Records for this task:
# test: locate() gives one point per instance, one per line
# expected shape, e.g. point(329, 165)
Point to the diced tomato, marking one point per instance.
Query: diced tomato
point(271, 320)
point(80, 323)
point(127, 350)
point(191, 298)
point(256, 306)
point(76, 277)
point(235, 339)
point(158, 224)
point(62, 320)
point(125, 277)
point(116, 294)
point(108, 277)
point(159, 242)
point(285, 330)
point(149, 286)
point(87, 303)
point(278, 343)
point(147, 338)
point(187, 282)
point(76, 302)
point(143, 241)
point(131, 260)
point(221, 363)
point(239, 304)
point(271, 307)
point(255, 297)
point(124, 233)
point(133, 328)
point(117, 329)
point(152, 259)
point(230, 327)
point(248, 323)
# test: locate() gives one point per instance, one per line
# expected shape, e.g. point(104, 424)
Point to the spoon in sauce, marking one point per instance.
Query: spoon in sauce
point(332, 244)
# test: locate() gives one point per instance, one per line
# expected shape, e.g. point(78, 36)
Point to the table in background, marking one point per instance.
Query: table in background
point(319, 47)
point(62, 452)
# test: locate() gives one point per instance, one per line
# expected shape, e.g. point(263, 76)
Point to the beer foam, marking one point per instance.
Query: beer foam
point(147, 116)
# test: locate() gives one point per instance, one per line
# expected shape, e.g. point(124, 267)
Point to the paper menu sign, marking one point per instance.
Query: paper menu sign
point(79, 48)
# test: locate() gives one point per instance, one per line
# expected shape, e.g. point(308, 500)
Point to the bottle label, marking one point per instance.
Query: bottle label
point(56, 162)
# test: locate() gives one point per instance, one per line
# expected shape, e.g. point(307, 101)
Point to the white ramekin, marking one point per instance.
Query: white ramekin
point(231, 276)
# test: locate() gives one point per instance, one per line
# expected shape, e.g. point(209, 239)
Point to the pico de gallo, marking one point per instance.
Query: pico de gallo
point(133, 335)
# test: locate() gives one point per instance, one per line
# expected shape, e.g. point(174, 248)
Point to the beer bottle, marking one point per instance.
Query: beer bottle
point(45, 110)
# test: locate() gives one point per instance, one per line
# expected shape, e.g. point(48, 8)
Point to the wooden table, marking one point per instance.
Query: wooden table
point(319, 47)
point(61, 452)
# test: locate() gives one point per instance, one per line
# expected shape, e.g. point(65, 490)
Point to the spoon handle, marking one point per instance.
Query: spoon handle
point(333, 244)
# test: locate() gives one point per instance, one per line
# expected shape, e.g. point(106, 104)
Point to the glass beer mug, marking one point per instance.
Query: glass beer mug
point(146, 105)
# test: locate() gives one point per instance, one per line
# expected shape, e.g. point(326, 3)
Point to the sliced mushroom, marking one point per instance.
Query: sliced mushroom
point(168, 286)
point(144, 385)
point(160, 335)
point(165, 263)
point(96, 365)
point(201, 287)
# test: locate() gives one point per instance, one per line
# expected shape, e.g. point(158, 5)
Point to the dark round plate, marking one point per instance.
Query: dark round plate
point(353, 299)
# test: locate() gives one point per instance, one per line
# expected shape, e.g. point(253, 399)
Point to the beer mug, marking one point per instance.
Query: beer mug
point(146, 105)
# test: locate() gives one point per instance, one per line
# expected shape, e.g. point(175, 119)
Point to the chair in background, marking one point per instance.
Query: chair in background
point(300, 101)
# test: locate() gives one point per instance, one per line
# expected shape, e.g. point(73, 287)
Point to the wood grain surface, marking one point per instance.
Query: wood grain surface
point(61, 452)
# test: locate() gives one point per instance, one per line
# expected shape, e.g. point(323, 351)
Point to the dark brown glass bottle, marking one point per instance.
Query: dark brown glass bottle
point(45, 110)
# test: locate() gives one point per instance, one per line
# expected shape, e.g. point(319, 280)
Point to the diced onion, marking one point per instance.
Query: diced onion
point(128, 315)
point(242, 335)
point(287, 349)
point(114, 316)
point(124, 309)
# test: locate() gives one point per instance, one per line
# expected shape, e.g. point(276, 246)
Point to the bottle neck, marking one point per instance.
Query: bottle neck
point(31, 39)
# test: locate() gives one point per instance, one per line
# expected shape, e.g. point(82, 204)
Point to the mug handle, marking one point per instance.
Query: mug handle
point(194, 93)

What this task involves:
The records above should be set down again word for word.

Solution for this exercise:
# test: locate() gives one point per instance, one per line
# expected shape, e.g. point(329, 165)
Point to the diced tomato, marking one point per instance.
Query: diced tomato
point(271, 320)
point(80, 323)
point(127, 350)
point(191, 298)
point(256, 306)
point(76, 277)
point(235, 339)
point(158, 224)
point(62, 320)
point(125, 277)
point(116, 294)
point(108, 277)
point(159, 242)
point(285, 330)
point(149, 286)
point(87, 303)
point(278, 343)
point(147, 338)
point(187, 282)
point(76, 302)
point(143, 241)
point(131, 260)
point(221, 363)
point(239, 304)
point(271, 307)
point(255, 297)
point(124, 233)
point(133, 328)
point(117, 329)
point(152, 259)
point(230, 327)
point(248, 323)
# test: locate() gives one point per instance, one per line
# expected shape, e.g. point(104, 424)
Point to the spoon in sauce, marking one point per instance.
Query: spoon in sauce
point(332, 244)
# test: locate() gives one point per instance, one per line
# expected shape, e.g. point(78, 36)
Point to the table in background, marking one point per instance.
Query: table in background
point(319, 47)
point(62, 452)
# test: locate() gives one point per instance, one per line
# expected shape, e.g. point(263, 76)
Point to the beer foam, marking one point per instance.
Query: beer foam
point(147, 116)
# test: locate() gives one point per instance, one per line
# expected shape, e.g. point(124, 267)
Point to the paper menu sign, marking one point per instance.
Query: paper menu sign
point(79, 48)
# test: locate() gives one point per instance, one per line
# expected shape, e.g. point(308, 500)
Point to the bottle label, marking one point per instance.
Query: bottle label
point(56, 162)
# test: locate() gives one point per instance, one per line
# expected shape, e.g. point(307, 101)
Point to the white ramekin, marking one point per instance.
Query: white ramekin
point(231, 276)
# test: locate() gives one point per instance, one per line
# expected shape, e.g. point(209, 239)
Point to the pico de gallo, marking one point per instance.
Query: pico de gallo
point(133, 335)
# test: locate() gives one point per instance, one per line
# expected shape, e.g. point(174, 248)
Point to the beer bottle, marking one point per instance.
Query: beer bottle
point(45, 110)
# test: locate() gives one point per instance, one per line
# expected shape, e.g. point(48, 8)
Point to the wooden table, marking one point per instance.
Query: wooden table
point(319, 47)
point(61, 452)
# test: locate() gives one point per instance, one per line
# expected shape, e.g. point(65, 490)
Point to the spoon handle, marking one point per instance.
Query: spoon handle
point(333, 244)
# test: locate() gives one point per instance, one per line
# expected shape, e.g. point(106, 104)
Point to the glass beer mug, marking one point per instance.
Query: glass beer mug
point(146, 105)
# test: locate() gives one point per instance, one per line
# expected shape, e.g. point(326, 3)
Point to the sliced mushroom, marking one point per instance.
Query: sliced mushroom
point(168, 286)
point(144, 385)
point(160, 335)
point(165, 263)
point(96, 365)
point(201, 287)
# test: locate() gives one point per instance, one per line
# expected shape, e.g. point(158, 5)
Point to the dark round plate, marking one point per instance.
Query: dark round plate
point(353, 299)
# test: locate() gives one point per instance, one per line
# expected shape, e.g. point(253, 399)
Point to the beer mug, marking one point per instance.
Query: beer mug
point(146, 105)
# test: locate() gives one point per instance, one per line
# expected shape, e.g. point(175, 119)
Point to the chair in background, marking one point per instance.
Query: chair in background
point(300, 101)
# test: locate() gives one point per instance, one per line
# expected shape, e.g. point(73, 287)
Point to the wood grain surface, marking one point per instance.
Query: wood grain surface
point(61, 452)
# test: locate() gives one point per instance, one per line
# expected shape, e.g. point(323, 351)
Point to the dark brown glass bottle, marking one point per instance.
Query: dark brown glass bottle
point(45, 110)
# test: locate() gives one point per instance, one per line
# expected shape, e.g. point(319, 280)
Point to the diced onion, marking one point per instance.
Query: diced onion
point(128, 315)
point(242, 335)
point(287, 349)
point(114, 316)
point(124, 309)
# test: locate() gives one point per instance, one per line
# expected shape, e.g. point(276, 246)
Point to the bottle neck, marking one point per instance.
Query: bottle neck
point(31, 39)
# test: locate() gives one point per instance, one per line
# expected shape, e.g. point(82, 204)
Point to the mug handle, marking one point per instance.
Query: mug handle
point(194, 93)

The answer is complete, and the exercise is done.